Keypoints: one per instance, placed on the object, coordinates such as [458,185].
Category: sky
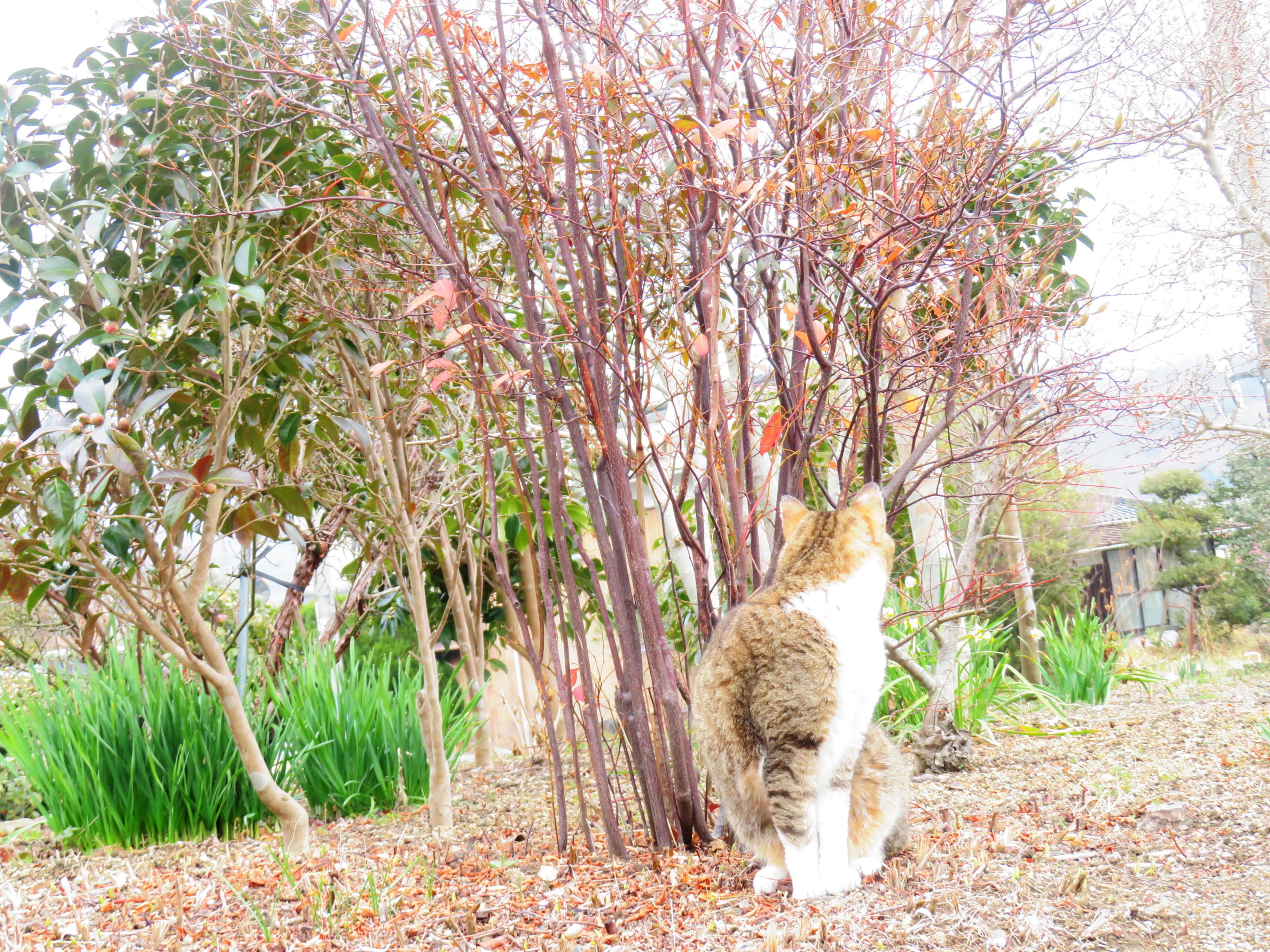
[1149,325]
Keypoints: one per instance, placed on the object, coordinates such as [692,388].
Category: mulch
[1041,846]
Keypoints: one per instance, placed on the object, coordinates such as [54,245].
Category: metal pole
[244,611]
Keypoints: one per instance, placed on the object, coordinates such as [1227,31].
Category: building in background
[1122,578]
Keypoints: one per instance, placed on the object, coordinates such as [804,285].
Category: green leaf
[291,502]
[108,287]
[120,461]
[91,395]
[290,427]
[133,449]
[57,268]
[244,260]
[117,542]
[60,502]
[173,508]
[36,595]
[65,367]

(Required work): Every line holding the string "object" should be copied here, so please find those lines in the data.

(Exercise output):
Keypoints: one per instance, placed on the object, coordinates such as [458,185].
Keypoints: one per instance, placed on the object, coordinates such as [692,388].
Keypoints: one per instance, placed on the object, coordinates such as [54,245].
Keypoints: one per instance, placed on the object, coordinates such as [1227,31].
Keypoints: one per instance, placed on the object, coordinates such as [804,285].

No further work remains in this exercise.